### What you have to do
Would you transcribe all of the entries that follow, word for word?

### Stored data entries
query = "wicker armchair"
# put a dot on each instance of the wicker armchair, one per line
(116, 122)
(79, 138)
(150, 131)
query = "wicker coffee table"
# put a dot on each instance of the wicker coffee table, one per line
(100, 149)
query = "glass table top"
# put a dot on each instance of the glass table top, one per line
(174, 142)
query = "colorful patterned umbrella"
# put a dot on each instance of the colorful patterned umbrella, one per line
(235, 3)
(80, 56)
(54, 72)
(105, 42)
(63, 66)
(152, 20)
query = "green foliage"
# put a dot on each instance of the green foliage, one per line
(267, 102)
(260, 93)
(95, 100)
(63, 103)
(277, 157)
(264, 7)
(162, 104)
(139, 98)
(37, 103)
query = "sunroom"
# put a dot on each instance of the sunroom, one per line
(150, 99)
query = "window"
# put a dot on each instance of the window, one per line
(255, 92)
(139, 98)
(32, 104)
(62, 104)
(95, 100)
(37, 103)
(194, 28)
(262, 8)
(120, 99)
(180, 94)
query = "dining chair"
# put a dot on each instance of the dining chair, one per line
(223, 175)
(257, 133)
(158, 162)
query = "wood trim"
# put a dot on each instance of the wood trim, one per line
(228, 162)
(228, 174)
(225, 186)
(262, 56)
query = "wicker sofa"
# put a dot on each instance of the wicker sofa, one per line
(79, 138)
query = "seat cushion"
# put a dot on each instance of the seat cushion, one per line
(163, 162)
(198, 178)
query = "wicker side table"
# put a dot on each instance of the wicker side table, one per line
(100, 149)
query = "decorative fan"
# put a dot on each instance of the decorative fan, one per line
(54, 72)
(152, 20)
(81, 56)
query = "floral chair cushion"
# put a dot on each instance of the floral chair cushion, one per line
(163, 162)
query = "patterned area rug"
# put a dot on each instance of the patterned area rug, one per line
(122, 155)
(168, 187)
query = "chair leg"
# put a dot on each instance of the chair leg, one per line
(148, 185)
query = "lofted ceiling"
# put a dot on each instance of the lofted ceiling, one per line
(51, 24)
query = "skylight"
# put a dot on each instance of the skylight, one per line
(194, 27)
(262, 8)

### Solution
query = "wicker armchair"
# put a dot on each instance of the wicker armchair, one per line
(116, 122)
(79, 138)
(150, 131)
query = "wicker coffee table"
# put a dot on each instance of the wicker coffee table, one per line
(100, 149)
query = "glass table top"
# put a dot on each instance of the glass table top, one per line
(174, 142)
query = "colorful patterned umbrella"
# put a dot on each instance of the colorful patterned umbrella, one per line
(235, 3)
(80, 56)
(54, 72)
(105, 42)
(63, 66)
(152, 20)
query = "green foliage"
# put a dot on each instance of the green foliage, one per line
(267, 102)
(260, 93)
(95, 100)
(63, 103)
(277, 157)
(264, 7)
(162, 104)
(139, 98)
(37, 103)
query = "sunroom"
# put a dot on each instance of the sunroom, one per line
(150, 99)
query = "window"
# put a dot on each instance of the window, one per line
(255, 92)
(139, 98)
(32, 104)
(62, 104)
(95, 100)
(37, 103)
(194, 28)
(262, 8)
(120, 99)
(180, 94)
query = "dining chair"
# put a dot on each instance of the dining chair, one per line
(223, 175)
(257, 133)
(158, 162)
query = "wood trim"
# put a dot on each instance of the wood trim, one per line
(228, 162)
(228, 174)
(225, 186)
(262, 56)
query = "wicker sofa"
# put a dot on each instance of the wicker sofa, one per line
(79, 138)
query = "seat cushion"
# put a dot on each instance of the seat cushion, one per line
(163, 162)
(198, 178)
query = "wicker side table"
# put a dot on each instance of the wicker side table, one per line
(100, 149)
query = "decorative fan"
# put a dot on each instance of the decorative fan, one per line
(54, 72)
(152, 20)
(81, 56)
query = "floral chair cushion"
# put a dot on each instance of the floral chair cushion, one per line
(163, 162)
query = "patterned area rug"
# put a dot on each instance of the patterned area rug, one per line
(122, 155)
(168, 187)
query = "chair leg"
# put a dot on each instance of the chair leg, one per line
(148, 185)
query = "lofted ceiling"
# put a dot on each instance of the lofted ceiling, one per line
(51, 24)
query = "skylight"
# put a dot on each instance of the skylight, one per line
(194, 27)
(262, 8)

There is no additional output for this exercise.